**Выбранный фрагмент**.
Вся эта история о «черте в огороде», выдержанная в водевильно-бурлескном духе, могла бы стать лишь поводом для сатирических упражнений в какой-нибудь газете «Воинствующий безбожник» — если хотя бы на секунду забыть о том, что и сама Клавдия Змеева, и дьякон Богородской церкви Василий Дульцов (вдохновитель «провокации») были приговорены тройкой при УНКВД к высшей мере наказания и расстреляны. История, безусловно, показательная во многих отношениях, но приведена в данном случае как метафора, иллюстрирующая положение самой церкви в 1937 г.
В самом деле, чем она еще могла выглядеть тогда, как не выходцем из «потустороннего мира», невесть как попавшим в наш «социалистический огород»? Действительно, в общественной жизни страны церковь к середине 30-х гг. оставалась едва ли не единственным уцелевшим осколком дооктябрьского прошлого, массовой организацией, которую новая власть не смогла (или не захотела) интегрировать. Но если развернуть эту метафору, то в ней обнаружатся еще несколько любопытных смысловых оттенков. Во-первых, так же как и всякий уважающий себя дьявол, церковь занимается ловлей душ, и при этом совершенно по-дьявольски лжет, «ибо нет в нем истины; когда говорит он ложь, говорит свое, ибо он лжец и отец лжи» (От Иоанна, 8:44). Но ведь от нашего внимания не должно ускользнуть, во-вторых, то, что и сам черт-то на проверку — подложный, не настоящий. Пугало для детишек, да и только.

**Задание A**.
Ответьте на вопросы по фрагменту:
(i) Дьяконом какой церкви был Василий Дульцов?
(ii) Кем были приговорены к высшей мере наказания Клавдия Змеева и Василий Дульцов?
(iii) Какое место Евангелия цитируется во фрагменте?
**Задание B**. Воспроизведите без изменений часть фрагмента, начиная со слов «В самом деле, чем» и заканчивая словами «да и только.».
Приведенные далее строки являются самостоятельным материалом и к фрагменту не относятся.

**Исходные материалы**.

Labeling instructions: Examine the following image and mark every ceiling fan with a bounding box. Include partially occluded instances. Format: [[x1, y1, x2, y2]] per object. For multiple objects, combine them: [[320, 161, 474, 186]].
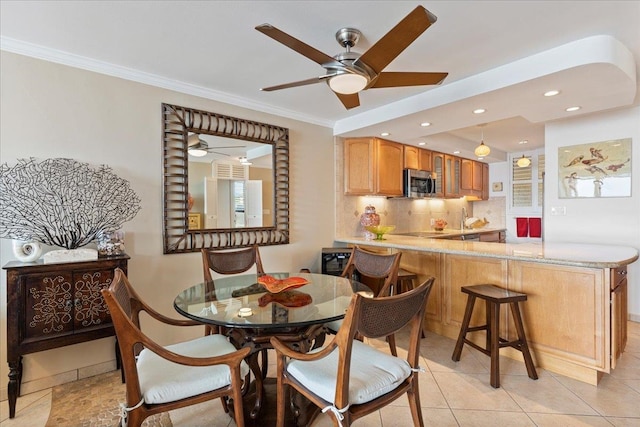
[[256, 6, 448, 109], [187, 133, 245, 157]]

**Правильный ответ A**.
(i) Богородской церкви.
(ii) Тройкой при УНКВД.
(iii) От Иоанна, 8:44.

**Правильный ответ B**.
В самом деле, чем она еще могла выглядеть тогда, как не выходцем из «потустороннего мира», невесть как попавшим в наш «социалистический огород»? Действительно, в общественной жизни страны церковь к середине 30-х гг. оставалась едва ли не единственным уцелевшим осколком дооктябрьского прошлого, массовой организацией, которую новая власть не смогла (или не захотела) интегрировать. Но если развернуть эту метафору, то в ней обнаружатся еще несколько любопытных смысловых оттенков. Во-первых, так же как и всякий уважающий себя дьявол, церковь занимается ловлей душ, и при этом совершенно по-дьявольски лжет, «ибо нет в нем истины; когда говорит он ложь, говорит свое, ибо он лжец и отец лжи» (От Иоанна, 8:44). Но ведь от нашего внимания не должно ускользнуть, во-вторых, то, что и сам черт-то на проверку — подложный, не настоящий. Пугало для детишек, да и только.